-- start of Exercise materials --

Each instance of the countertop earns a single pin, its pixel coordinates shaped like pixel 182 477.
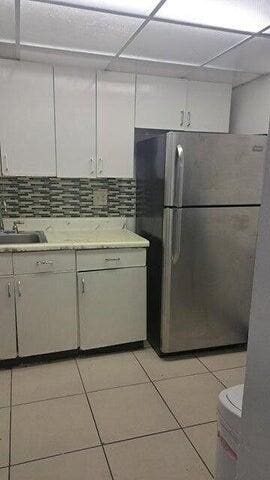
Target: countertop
pixel 81 240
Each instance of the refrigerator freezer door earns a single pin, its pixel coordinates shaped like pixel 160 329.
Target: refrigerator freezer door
pixel 219 169
pixel 174 171
pixel 207 292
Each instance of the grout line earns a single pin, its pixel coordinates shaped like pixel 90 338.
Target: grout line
pixel 153 434
pixel 117 386
pixel 199 424
pixel 225 369
pixel 48 399
pixel 92 413
pixel 202 460
pixel 212 373
pixel 10 424
pixel 55 455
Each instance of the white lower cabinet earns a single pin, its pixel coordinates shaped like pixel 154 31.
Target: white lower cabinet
pixel 46 313
pixel 112 306
pixel 8 348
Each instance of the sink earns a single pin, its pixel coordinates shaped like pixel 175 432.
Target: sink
pixel 11 237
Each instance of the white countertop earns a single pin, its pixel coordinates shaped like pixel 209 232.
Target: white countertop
pixel 81 240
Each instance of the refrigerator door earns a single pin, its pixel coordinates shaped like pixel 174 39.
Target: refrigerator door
pixel 207 276
pixel 220 169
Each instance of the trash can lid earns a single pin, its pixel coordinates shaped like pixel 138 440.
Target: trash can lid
pixel 230 407
pixel 235 397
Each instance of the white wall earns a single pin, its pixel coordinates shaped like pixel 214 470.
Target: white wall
pixel 254 460
pixel 250 108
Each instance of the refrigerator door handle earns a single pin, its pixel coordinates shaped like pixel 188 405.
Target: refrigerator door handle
pixel 179 176
pixel 176 234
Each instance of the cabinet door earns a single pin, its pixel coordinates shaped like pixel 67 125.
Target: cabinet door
pixel 27 119
pixel 8 348
pixel 46 313
pixel 115 124
pixel 75 116
pixel 112 307
pixel 208 107
pixel 160 102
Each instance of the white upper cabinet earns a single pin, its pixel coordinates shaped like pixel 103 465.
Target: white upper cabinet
pixel 75 117
pixel 27 119
pixel 115 124
pixel 160 102
pixel 173 104
pixel 208 107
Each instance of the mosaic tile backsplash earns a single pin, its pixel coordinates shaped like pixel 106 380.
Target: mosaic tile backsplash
pixel 64 197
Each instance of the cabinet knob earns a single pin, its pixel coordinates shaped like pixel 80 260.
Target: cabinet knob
pixel 19 288
pixel 182 118
pixel 92 166
pixel 4 163
pixel 100 166
pixel 83 285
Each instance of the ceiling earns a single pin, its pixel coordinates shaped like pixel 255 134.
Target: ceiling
pixel 220 41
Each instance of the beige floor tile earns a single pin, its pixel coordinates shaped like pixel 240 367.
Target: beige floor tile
pixel 204 438
pixel 192 399
pixel 231 377
pixel 51 427
pixel 4 436
pixel 111 370
pixel 168 367
pixel 4 474
pixel 41 382
pixel 167 456
pixel 5 379
pixel 128 412
pixel 88 464
pixel 222 360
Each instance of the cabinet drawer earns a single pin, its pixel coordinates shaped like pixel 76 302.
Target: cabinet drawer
pixel 110 258
pixel 33 262
pixel 6 264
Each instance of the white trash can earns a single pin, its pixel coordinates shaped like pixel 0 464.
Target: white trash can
pixel 229 430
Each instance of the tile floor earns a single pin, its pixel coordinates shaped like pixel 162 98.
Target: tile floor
pixel 120 416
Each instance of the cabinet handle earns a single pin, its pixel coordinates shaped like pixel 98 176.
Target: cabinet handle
pixel 44 262
pixel 189 119
pixel 100 166
pixel 19 288
pixel 92 169
pixel 4 163
pixel 182 118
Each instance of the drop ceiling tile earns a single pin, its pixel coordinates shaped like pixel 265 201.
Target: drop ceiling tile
pixel 206 74
pixel 146 67
pixel 76 29
pixel 180 44
pixel 94 62
pixel 243 15
pixel 253 57
pixel 141 7
pixel 7 20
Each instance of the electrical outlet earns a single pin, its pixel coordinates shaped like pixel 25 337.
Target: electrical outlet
pixel 100 197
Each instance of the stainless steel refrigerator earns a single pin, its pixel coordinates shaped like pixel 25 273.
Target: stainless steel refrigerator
pixel 198 198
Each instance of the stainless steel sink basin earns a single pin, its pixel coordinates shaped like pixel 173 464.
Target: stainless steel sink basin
pixel 7 238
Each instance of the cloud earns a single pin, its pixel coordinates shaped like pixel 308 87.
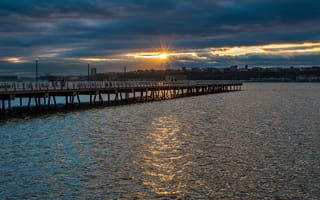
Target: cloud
pixel 79 29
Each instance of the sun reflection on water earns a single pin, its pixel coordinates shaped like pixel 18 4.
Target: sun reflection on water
pixel 163 158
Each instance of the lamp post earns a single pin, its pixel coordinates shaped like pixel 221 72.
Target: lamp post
pixel 36 73
pixel 88 72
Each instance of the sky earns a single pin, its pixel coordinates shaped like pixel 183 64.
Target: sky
pixel 67 35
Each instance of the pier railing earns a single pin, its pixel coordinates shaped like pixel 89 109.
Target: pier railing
pixel 67 85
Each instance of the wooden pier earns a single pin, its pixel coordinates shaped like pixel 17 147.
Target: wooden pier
pixel 40 95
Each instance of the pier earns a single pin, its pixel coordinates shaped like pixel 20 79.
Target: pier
pixel 43 95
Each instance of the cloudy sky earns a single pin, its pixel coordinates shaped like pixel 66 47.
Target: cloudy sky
pixel 66 35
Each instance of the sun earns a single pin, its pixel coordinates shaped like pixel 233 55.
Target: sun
pixel 163 56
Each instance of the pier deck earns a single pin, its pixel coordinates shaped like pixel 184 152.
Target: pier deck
pixel 44 94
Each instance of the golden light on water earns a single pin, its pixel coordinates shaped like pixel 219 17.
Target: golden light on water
pixel 284 49
pixel 163 166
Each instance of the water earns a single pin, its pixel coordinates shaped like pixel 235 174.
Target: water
pixel 263 142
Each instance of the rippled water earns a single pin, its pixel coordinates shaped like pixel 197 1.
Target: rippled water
pixel 263 142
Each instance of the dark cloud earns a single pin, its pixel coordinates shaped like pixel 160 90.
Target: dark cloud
pixel 92 28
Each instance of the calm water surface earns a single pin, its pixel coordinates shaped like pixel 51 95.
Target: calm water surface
pixel 260 143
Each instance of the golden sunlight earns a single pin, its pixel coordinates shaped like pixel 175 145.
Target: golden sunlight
pixel 149 55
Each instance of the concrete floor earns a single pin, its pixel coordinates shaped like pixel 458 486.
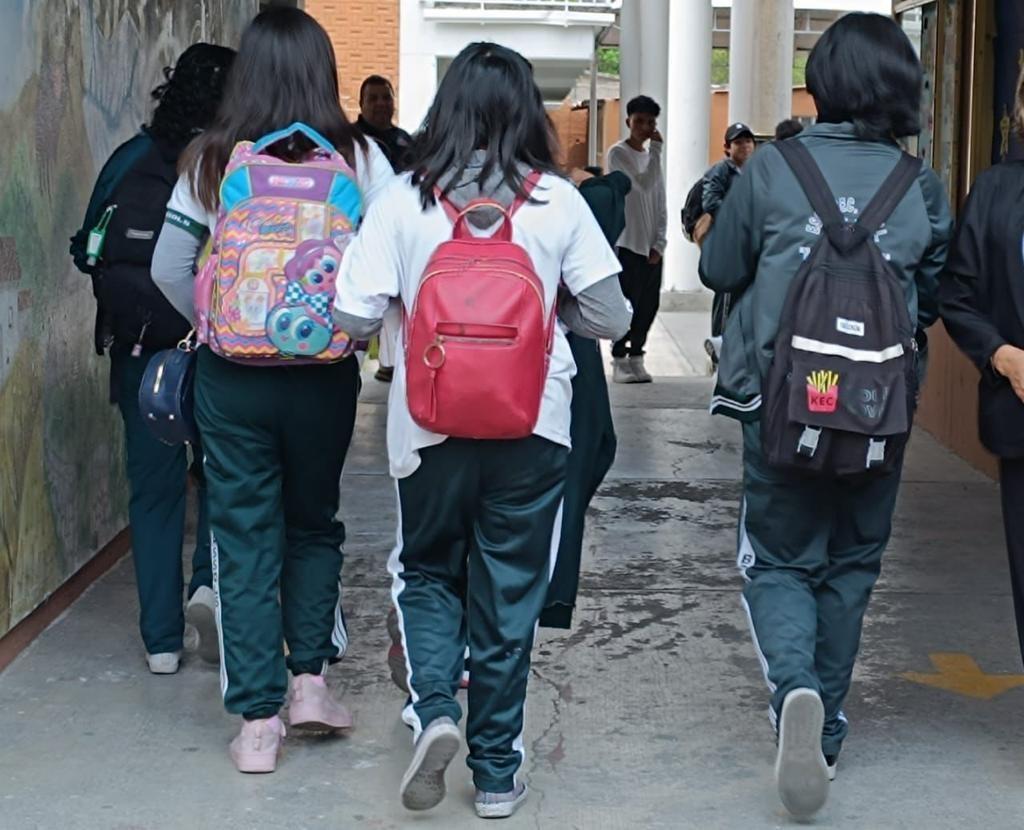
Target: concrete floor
pixel 650 713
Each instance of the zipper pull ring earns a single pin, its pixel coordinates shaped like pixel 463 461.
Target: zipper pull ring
pixel 136 350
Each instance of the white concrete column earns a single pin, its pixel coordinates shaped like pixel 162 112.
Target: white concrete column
pixel 761 62
pixel 417 66
pixel 741 34
pixel 689 32
pixel 654 50
pixel 630 50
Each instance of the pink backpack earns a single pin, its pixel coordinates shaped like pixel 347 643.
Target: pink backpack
pixel 264 294
pixel 478 339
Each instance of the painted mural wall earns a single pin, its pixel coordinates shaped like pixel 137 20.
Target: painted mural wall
pixel 74 84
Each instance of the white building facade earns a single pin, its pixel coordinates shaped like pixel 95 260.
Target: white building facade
pixel 666 50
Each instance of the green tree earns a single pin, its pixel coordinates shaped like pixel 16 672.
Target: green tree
pixel 607 59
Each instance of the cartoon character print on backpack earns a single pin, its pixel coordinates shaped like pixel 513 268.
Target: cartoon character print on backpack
pixel 301 325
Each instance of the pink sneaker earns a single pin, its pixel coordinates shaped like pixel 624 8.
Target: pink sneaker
pixel 256 747
pixel 313 708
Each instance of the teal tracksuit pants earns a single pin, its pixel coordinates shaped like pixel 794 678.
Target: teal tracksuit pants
pixel 158 484
pixel 593 452
pixel 275 439
pixel 810 550
pixel 471 567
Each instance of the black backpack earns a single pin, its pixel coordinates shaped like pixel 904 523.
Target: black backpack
pixel 842 389
pixel 693 208
pixel 138 311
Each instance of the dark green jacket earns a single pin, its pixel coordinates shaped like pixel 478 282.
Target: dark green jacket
pixel 121 161
pixel 606 198
pixel 766 227
pixel 717 182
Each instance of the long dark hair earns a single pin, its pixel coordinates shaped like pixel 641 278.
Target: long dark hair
pixel 487 100
pixel 189 96
pixel 881 96
pixel 285 72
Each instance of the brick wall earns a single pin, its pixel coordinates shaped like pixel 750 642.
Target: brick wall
pixel 366 40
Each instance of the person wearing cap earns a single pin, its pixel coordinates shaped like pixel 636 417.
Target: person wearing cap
pixel 738 148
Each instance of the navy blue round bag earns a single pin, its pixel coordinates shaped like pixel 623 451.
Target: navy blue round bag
pixel 166 396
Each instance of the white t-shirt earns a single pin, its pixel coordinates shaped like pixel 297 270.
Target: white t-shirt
pixel 373 173
pixel 391 252
pixel 646 217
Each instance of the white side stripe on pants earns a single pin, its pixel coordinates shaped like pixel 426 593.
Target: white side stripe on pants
pixel 395 568
pixel 215 565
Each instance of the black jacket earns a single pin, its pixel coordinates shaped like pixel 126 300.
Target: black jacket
pixel 982 297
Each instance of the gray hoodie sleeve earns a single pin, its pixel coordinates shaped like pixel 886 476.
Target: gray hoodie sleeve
pixel 173 267
pixel 356 328
pixel 599 311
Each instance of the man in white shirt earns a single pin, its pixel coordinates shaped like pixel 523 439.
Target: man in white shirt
pixel 641 247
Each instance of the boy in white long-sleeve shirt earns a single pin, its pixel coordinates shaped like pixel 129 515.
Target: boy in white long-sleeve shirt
pixel 641 246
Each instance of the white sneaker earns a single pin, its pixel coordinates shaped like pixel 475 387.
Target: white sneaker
pixel 499 804
pixel 202 614
pixel 164 663
pixel 622 372
pixel 423 785
pixel 639 370
pixel 801 772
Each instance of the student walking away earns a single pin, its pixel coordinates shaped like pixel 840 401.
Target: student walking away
pixel 133 321
pixel 478 420
pixel 641 246
pixel 739 146
pixel 983 310
pixel 823 374
pixel 376 120
pixel 593 431
pixel 281 179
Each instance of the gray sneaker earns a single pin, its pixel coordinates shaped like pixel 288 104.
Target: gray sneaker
pixel 622 372
pixel 639 369
pixel 423 784
pixel 801 771
pixel 499 804
pixel 202 614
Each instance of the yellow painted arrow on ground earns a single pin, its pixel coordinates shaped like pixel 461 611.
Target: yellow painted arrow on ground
pixel 961 674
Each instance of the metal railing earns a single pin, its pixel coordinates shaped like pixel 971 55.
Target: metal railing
pixel 567 6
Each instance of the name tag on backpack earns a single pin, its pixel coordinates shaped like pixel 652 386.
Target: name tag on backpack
pixel 845 326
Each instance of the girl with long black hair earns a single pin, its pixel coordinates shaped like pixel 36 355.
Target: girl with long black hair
pixel 133 321
pixel 478 519
pixel 274 436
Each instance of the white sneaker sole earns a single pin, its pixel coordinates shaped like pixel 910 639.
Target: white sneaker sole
pixel 203 618
pixel 423 785
pixel 801 772
pixel 163 666
pixel 502 811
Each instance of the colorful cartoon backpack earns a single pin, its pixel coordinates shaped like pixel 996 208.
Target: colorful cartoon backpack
pixel 265 293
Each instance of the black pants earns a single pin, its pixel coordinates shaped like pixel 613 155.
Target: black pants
pixel 1012 487
pixel 641 284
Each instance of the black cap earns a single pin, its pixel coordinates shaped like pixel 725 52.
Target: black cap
pixel 737 130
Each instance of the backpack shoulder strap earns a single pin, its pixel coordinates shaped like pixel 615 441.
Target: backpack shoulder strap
pixel 891 192
pixel 811 180
pixel 528 185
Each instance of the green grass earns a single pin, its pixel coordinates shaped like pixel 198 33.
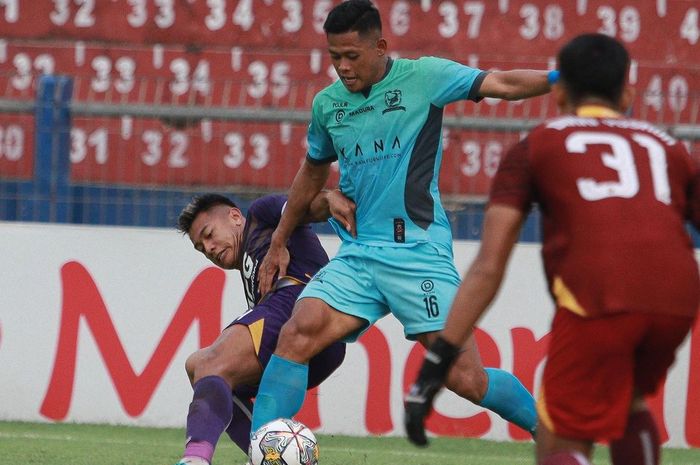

-- end of Exercise materials --

» **To do**: Copy the data above without changes, from the line with "Each instance of the pink backpack" to the line with "pixel 301 325", including both of those lines.

» **Result below**:
Each instance of the pink backpack earns a single pin, its pixel coordinates shaped like pixel 347 643.
Target: pink backpack
pixel 264 294
pixel 478 339
Each instance of the painted mural wall earns a single pin, its pixel coordinates shaped like pixel 137 20.
Target: painted mural wall
pixel 74 84
Each instance of the white building facade earns a single pin, its pixel coordinates shaped like pixel 95 260.
Target: white building facade
pixel 666 50
Each instance of the green tree earns a single pin, its pixel coordinates shaped like pixel 16 672.
Target: green tree
pixel 607 59
Each instance of the cartoon character print on backpack earns a single pin, its pixel coordinates shaped like pixel 513 268.
Target: cartoon character print on backpack
pixel 301 325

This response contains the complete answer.